▸ **Work request**
Please print each entry below exactly as it reads.
——
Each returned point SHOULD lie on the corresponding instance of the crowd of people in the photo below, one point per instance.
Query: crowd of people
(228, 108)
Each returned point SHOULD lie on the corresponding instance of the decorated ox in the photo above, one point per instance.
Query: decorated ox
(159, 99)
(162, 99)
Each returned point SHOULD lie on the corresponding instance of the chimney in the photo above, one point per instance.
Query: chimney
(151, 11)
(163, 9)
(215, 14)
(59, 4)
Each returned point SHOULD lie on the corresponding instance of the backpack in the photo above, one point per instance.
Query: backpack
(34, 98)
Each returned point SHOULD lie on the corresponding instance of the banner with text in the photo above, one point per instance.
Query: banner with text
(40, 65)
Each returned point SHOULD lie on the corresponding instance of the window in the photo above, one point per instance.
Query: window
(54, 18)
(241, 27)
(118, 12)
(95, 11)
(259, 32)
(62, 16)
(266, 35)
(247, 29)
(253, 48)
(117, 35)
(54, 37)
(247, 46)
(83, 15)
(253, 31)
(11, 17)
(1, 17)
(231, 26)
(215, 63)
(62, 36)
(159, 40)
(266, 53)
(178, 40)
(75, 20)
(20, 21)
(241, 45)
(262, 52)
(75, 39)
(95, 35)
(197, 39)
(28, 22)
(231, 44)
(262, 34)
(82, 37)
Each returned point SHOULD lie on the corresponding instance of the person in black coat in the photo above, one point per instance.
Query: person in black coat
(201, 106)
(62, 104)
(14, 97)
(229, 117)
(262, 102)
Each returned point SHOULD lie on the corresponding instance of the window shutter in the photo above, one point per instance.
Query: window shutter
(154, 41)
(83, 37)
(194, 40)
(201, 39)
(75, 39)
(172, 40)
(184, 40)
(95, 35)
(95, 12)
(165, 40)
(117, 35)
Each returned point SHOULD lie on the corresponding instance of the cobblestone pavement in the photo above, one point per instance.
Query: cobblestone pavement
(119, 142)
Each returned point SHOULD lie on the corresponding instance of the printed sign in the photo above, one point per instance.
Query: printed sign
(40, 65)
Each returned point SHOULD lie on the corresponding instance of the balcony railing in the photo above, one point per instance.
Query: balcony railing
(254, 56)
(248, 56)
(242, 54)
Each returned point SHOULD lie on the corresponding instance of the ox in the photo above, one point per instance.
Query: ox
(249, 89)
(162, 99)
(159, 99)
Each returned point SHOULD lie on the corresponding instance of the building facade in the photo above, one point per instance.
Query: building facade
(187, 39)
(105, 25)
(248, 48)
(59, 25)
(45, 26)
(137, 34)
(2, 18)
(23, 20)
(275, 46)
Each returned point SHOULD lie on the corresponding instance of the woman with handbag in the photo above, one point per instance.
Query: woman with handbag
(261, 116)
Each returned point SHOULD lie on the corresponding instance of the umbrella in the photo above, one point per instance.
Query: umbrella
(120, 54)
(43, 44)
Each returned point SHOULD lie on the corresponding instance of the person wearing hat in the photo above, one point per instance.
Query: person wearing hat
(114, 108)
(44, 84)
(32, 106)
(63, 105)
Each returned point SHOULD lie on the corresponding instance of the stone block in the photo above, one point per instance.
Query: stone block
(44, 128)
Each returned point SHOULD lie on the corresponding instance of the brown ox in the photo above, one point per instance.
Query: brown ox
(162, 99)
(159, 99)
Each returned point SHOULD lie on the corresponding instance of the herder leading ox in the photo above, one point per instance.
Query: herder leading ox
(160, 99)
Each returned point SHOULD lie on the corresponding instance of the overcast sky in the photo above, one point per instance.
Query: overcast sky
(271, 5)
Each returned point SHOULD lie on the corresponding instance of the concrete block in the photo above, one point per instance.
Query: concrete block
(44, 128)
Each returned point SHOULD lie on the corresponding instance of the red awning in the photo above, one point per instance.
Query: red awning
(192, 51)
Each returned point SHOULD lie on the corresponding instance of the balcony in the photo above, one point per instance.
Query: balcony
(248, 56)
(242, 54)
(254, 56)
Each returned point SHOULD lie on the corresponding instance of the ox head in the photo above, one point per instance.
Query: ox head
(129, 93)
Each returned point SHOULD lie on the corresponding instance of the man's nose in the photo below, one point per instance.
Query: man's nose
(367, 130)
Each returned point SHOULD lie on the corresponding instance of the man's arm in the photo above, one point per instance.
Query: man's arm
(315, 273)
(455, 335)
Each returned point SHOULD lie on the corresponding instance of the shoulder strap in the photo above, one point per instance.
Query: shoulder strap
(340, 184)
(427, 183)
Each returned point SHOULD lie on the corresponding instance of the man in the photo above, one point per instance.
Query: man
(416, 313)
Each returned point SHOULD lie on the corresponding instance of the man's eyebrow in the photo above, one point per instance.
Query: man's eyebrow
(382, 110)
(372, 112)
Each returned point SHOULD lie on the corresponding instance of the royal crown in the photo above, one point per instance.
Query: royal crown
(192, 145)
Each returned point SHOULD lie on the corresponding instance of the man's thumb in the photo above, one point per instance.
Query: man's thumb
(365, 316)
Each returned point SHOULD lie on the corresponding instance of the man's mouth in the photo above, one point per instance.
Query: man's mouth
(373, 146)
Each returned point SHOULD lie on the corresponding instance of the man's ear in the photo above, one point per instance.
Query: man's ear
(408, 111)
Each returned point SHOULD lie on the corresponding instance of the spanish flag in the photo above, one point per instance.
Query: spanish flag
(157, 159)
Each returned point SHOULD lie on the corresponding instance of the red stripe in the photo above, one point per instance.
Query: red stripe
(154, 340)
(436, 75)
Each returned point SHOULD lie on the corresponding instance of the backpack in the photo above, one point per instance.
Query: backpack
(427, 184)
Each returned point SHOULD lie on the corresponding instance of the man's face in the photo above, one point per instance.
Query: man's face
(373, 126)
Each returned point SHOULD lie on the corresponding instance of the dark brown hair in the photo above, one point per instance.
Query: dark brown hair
——
▸ **Solution to the problem**
Each returned point SHOULD lie on the corresponding instance of the crowd of people in the photo below, one point per instance.
Query: crowd of people
(228, 108)
Each returned point SHOULD lie on the corresponding instance of the decorated ox in the photo above, one point per instance.
Query: decorated ox
(159, 99)
(162, 99)
Each returned point SHOULD lie on the corresponding instance of the chimney in the photo above, one point per instance.
Query: chimney
(151, 11)
(163, 9)
(215, 14)
(59, 4)
Each returned point SHOULD lie on the corresponding instance of the backpack in the photo above, one point per instance.
Query: backpack
(34, 98)
Each returned point SHOULD lie on the corresponding instance of the banner with text in the photo above, one point per instance.
Query: banner with text
(40, 65)
Each returned point SHOULD lie on the corresponding instance of the window in the photo above, one point per instance.
Query: window
(54, 18)
(241, 27)
(118, 12)
(95, 11)
(259, 32)
(62, 16)
(266, 35)
(247, 29)
(253, 48)
(117, 35)
(54, 37)
(247, 46)
(83, 15)
(253, 31)
(11, 17)
(1, 17)
(231, 26)
(215, 63)
(62, 36)
(159, 40)
(266, 53)
(178, 40)
(75, 20)
(20, 21)
(241, 45)
(262, 52)
(75, 39)
(95, 35)
(197, 39)
(28, 22)
(231, 44)
(262, 34)
(82, 37)
Each returned point SHOULD lie on the corresponding instance of the person in black coat in the photo above, one point per instance.
Query: person in black coat
(201, 106)
(62, 104)
(14, 97)
(229, 117)
(262, 102)
Each returned point SHOULD lie on the corresponding instance of the window shutter in the photo above, one point per instance.
Query: window shutter
(154, 41)
(83, 37)
(194, 40)
(201, 39)
(75, 39)
(172, 40)
(184, 40)
(95, 35)
(95, 12)
(165, 40)
(117, 35)
Each returned point SHOULD lie on the corresponding instance of the cobblestone pavement in the photo above, one point per instance.
Query: cobblestone pavement
(119, 142)
Each returned point SHOULD lie on the corresponding instance of the printed sign in the photo above, one point per instance.
Query: printed sign
(40, 65)
Each returned point SHOULD lie on the corresponding instance of the balcony railing in the photo above, one point per instance.
Query: balcony railing
(254, 56)
(248, 56)
(242, 54)
Each returned point SHOULD lie on the corresponding instance of the ox in the photo above, one point per instance.
Query: ox
(249, 89)
(162, 99)
(159, 99)
Each returned point SHOULD lie on the corresponding instance of the building facade in the photo above, one point per instance.
Query: building facade
(187, 39)
(105, 25)
(248, 48)
(59, 25)
(45, 26)
(137, 34)
(2, 18)
(23, 20)
(275, 46)
Each returned point SHOULD lie on the corresponding instance of the woman with handbag in the photo above, one point per instance.
Query: woman with handbag
(261, 116)
Each returned point SHOULD lie on the corresponding instance of the umbrella in the photo above, one point per instance.
Query: umbrella
(120, 54)
(43, 44)
Each returned point SHOULD lie on the corresponding instance of the person wearing hat in the photo above, one point per instance.
Query: person wearing hat
(114, 108)
(44, 84)
(32, 106)
(63, 105)
Each returned point SHOULD lie on the corresponding instance of the stone block in the photo above, one point per instance.
Query: stone block
(44, 128)
Each returned point SHOULD lie on the corresponding instance of the brown ox in the photo above, one point per instance.
Query: brown ox
(162, 99)
(159, 99)
Each returned point SHOULD lie on the corresponding instance of the herder leading ox in the photo above, one point per instance.
Query: herder leading ox
(160, 99)
Each returned point SHOULD lie on the corresponding instance of the overcast sky in the photo above, one point per instance.
Query: overcast sky
(271, 5)
Each returned point SHOULD lie on the corresponding instance of the concrete block in the photo above, one point per instance.
Query: concrete block
(44, 128)
Each returned point SHOULD lie on the corresponding instance of the red awning in the photo above, one point per instance.
Query: red awning
(192, 51)
Each returned point SHOULD lie on the corresponding instance of the balcony in the photo above, one point per instance.
Query: balcony
(248, 56)
(242, 54)
(254, 56)
Each returned point SHOULD lie on the corresponding instance of the ox head in the photo above, one point per instance.
Query: ox head
(129, 93)
Each returned point SHOULD lie on the corresponding instance of the man's nose in the photo below, one point per instance.
Query: man's nose
(367, 130)
Each returned point SHOULD lie on the corresponding instance of the man's arm in the photo above, one point per instance.
Query: man's arm
(315, 273)
(455, 335)
Each returned point SHOULD lie on the corresponding instance of the shoulder strap in the photo above, one point per instance.
Query: shoulder strap
(340, 184)
(427, 183)
Each returned point SHOULD lie on the corresponding instance of the man in the photo above, one point per instance.
Query: man
(416, 313)
Each returned point SHOULD lie on the corresponding instance of the man's eyebrow in the photo above, one point per instance.
Query: man's eyebrow
(382, 110)
(372, 112)
Each returned point SHOULD lie on the corresponding instance of the royal crown in the photo above, one point per instance.
Query: royal crown
(192, 145)
Each returned point SHOULD lie on the corresponding instance of the man's thumb in the photo above, one point per instance.
Query: man's thumb
(365, 316)
Each returned point SHOULD lie on the corresponding instance of the man's mouth in the photo above, one point per instance.
Query: man's mouth
(373, 146)
Each returned point SHOULD lie on the corresponding instance of the man's ear in the photo above, one point per instance.
Query: man's ear
(408, 111)
Each returned point SHOULD lie on the corresponding instance of the spanish flag in the photo above, one point per instance.
Query: spanish flag
(157, 159)
Each returned point SHOULD lie on the corresponding instance of the red stripe in the photo above, one point per instance.
Query: red stripe
(154, 340)
(436, 75)
Each returned point SHOULD lie on the corresponding instance of the backpack in the photo above, one point per instance.
Query: backpack
(427, 184)
Each returned point SHOULD lie on the corresponding instance of the man's face in the photo above, one point per instance.
Query: man's face
(373, 126)
Each returned point SHOULD lie on the corresponding instance of the dark brown hair in the photo above, one point per instance.
Query: dark brown hair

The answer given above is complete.